Collected data:
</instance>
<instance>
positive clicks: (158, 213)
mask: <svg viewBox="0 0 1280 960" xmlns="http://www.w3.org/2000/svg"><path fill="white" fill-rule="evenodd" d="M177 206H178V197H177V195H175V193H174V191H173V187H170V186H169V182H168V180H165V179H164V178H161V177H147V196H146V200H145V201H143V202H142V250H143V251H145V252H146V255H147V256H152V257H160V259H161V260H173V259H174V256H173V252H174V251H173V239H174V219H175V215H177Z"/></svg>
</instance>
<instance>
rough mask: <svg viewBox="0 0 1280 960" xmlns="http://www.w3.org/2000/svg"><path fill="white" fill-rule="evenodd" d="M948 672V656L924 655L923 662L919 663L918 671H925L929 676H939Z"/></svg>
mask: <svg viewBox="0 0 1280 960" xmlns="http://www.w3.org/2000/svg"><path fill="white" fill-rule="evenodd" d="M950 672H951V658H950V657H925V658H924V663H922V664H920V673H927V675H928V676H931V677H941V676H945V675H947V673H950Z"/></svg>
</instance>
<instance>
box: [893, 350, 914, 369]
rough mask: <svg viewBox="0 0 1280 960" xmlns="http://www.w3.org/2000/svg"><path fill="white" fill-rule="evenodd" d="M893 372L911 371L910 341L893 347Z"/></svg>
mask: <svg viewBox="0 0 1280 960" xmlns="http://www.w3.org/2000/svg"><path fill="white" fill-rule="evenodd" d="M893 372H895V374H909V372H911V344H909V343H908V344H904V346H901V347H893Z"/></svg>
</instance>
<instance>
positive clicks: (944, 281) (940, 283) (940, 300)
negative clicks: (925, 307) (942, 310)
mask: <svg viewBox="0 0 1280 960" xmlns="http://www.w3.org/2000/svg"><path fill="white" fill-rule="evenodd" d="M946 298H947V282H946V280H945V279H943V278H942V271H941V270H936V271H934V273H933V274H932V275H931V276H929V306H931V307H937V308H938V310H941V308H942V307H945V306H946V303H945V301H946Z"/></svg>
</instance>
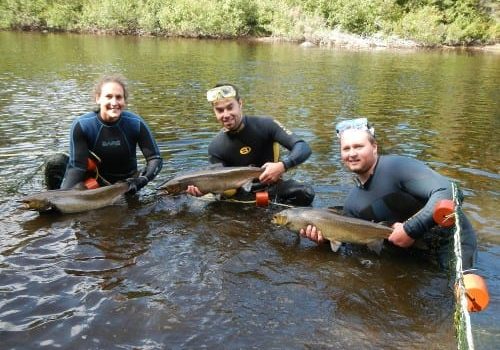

• EXERCISE DESCRIPTION
Find every line in the listing above that contains the string "clicks", and copy each one. Matching is case-sensitive.

• SOLUTION FOR THIS EXERCISE
positive clicks: (158, 213)
positive clicks: (944, 281) (940, 283) (940, 300)
negative clicks: (925, 307) (942, 310)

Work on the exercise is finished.